Stored data entries
------------------------
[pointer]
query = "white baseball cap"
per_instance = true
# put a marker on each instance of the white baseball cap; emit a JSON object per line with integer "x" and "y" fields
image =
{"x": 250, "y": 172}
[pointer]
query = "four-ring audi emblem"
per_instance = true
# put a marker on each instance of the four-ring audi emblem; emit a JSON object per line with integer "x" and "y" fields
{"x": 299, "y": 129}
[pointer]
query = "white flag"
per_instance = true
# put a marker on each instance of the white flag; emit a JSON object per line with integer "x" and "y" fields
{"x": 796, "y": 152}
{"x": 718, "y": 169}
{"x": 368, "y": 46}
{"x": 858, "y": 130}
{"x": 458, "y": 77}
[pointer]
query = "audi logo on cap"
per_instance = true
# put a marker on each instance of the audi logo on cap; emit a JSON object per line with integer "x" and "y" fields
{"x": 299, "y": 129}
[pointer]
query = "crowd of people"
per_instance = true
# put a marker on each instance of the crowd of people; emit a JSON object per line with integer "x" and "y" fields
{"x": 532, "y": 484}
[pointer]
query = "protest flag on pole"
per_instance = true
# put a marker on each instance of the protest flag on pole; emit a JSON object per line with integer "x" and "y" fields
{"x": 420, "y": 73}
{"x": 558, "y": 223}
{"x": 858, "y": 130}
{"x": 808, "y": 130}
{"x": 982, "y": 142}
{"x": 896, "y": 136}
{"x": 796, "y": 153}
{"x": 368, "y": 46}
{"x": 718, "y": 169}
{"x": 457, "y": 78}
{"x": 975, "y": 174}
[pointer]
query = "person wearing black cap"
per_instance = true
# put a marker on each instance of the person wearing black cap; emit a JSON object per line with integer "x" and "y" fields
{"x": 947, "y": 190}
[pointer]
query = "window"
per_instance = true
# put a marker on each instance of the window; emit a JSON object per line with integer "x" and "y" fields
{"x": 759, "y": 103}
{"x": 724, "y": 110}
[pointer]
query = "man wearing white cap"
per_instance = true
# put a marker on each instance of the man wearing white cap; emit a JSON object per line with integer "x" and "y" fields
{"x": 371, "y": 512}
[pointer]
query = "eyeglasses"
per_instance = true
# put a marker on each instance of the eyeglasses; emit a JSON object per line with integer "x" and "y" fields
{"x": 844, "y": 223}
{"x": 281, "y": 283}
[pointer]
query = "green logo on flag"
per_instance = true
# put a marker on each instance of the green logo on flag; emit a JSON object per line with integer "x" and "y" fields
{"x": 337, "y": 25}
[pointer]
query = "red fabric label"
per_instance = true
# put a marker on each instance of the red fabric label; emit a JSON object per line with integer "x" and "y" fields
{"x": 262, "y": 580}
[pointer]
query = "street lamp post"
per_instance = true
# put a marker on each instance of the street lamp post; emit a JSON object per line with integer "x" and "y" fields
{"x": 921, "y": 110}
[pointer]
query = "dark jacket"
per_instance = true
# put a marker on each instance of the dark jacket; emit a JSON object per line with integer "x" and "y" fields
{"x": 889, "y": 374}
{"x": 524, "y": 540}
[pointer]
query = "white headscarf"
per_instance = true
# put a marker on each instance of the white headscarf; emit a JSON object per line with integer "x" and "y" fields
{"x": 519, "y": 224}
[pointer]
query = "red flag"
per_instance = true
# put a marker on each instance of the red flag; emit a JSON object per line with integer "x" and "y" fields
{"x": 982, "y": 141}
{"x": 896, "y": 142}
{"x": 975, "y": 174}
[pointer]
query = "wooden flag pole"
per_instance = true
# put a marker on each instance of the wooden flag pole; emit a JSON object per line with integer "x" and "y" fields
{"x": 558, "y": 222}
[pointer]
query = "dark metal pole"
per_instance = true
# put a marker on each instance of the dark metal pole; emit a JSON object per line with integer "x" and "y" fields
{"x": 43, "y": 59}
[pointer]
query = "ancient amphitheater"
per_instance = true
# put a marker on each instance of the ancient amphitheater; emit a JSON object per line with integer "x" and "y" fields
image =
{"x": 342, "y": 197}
------------------------
Work task »
Reproduce the records exactly as they appear.

Task output »
[pointer]
query = "white baseball cap"
per_instance = true
# put a marker on each instance of the white baseball cap; emit a JSON object per line with integer "x" and "y" fields
image =
{"x": 250, "y": 172}
[pointer]
query = "four-ring audi emblem"
per_instance = true
# put a marker on each instance of the four-ring audi emblem; emit a JSON object per line with integer "x" and "y" fields
{"x": 299, "y": 129}
[pointer]
query = "white flag"
per_instance = true
# put a marker on each instance of the white flag; emit a JSON object per line with integer "x" and "y" fields
{"x": 796, "y": 152}
{"x": 718, "y": 169}
{"x": 368, "y": 46}
{"x": 858, "y": 130}
{"x": 458, "y": 77}
[pointer]
query = "audi logo on cap"
per_instance = true
# put a marker on each instance of the audi logo on cap; emit a JSON object per line with integer "x" and "y" fields
{"x": 299, "y": 129}
[pointer]
query = "crowd of people"
per_instance = true
# put a marker on each instance of the crowd of people; emit a JSON object per line with integer "x" and "y" fields
{"x": 532, "y": 484}
[pointer]
query = "protest flag on pole"
per_instance = true
# put a marker on each instance of the protest flag on pole; emit a JSON object per line with integer "x" and "y" fields
{"x": 420, "y": 73}
{"x": 558, "y": 223}
{"x": 858, "y": 130}
{"x": 808, "y": 130}
{"x": 982, "y": 142}
{"x": 896, "y": 136}
{"x": 796, "y": 153}
{"x": 368, "y": 46}
{"x": 718, "y": 169}
{"x": 457, "y": 78}
{"x": 975, "y": 174}
[pointer]
query = "person wearing black cap"
per_instance = true
# put a marker on each instance of the person wearing black cap; emit a JSON object per line with integer "x" and "y" fields
{"x": 947, "y": 190}
[pointer]
query = "window"
per_instance = true
# put a marker on each instance of the window; emit a JSON object per line with integer "x" and "y" fields
{"x": 759, "y": 103}
{"x": 724, "y": 110}
[pointer]
query = "man wearing white cap"
per_instance = true
# put a marker on each instance of the man wearing white cap; emit a JSON object per line with integer "x" and "y" fields
{"x": 371, "y": 512}
[pointer]
query = "eyeglasses"
per_instance = true
# put a marker on each instance of the eyeglasses; emit a JSON object per line with integer "x" and "y" fields
{"x": 844, "y": 223}
{"x": 281, "y": 283}
[pointer]
query = "green logo on flag"
per_instance = true
# put a marker on each instance of the green logo on flag; emit a JSON object per line with integer "x" and "y" fields
{"x": 337, "y": 25}
[pointer]
query = "red fabric label"
per_instance = true
# put a marker on each instance of the red fabric label; emit a JSON object per line with integer "x" and "y" fields
{"x": 262, "y": 580}
[pointer]
query = "street lamp post"
per_instance = true
# put a marker on each instance of the street lamp post; emit a JSON object per line with integer "x" and "y" fields
{"x": 921, "y": 110}
[pointer]
query = "dark jacket"
per_instance = true
# put a marker on each instance of the dark jacket; emit a JSON object per line with integer "x" and "y" fields
{"x": 889, "y": 374}
{"x": 524, "y": 540}
[pointer]
query = "white headscarf"
per_instance = true
# put a marker on each instance of the white headscarf; emit a JSON object per line with integer "x" and "y" fields
{"x": 519, "y": 224}
[pointer]
query = "red flag"
per_instance = true
# put a marker on each instance of the red flag; emit a JSON object per line with integer "x" and "y" fields
{"x": 982, "y": 141}
{"x": 896, "y": 142}
{"x": 975, "y": 174}
[pointer]
query = "wooden flag pole"
per_instance = true
# put a marker on each instance of the wooden flag pole; emit a JSON object per line with integer "x" and "y" fields
{"x": 558, "y": 222}
[pointer]
query = "dark metal pole"
per_instance = true
# put a marker on each instance of the dark metal pole; emit a JSON object per line with integer "x" and "y" fields
{"x": 43, "y": 59}
[pointer]
query = "ancient amphitheater"
per_instance = true
# put a marker on each instance of the ancient amphitheater; emit a JSON object per line with integer "x" and "y" fields
image =
{"x": 342, "y": 197}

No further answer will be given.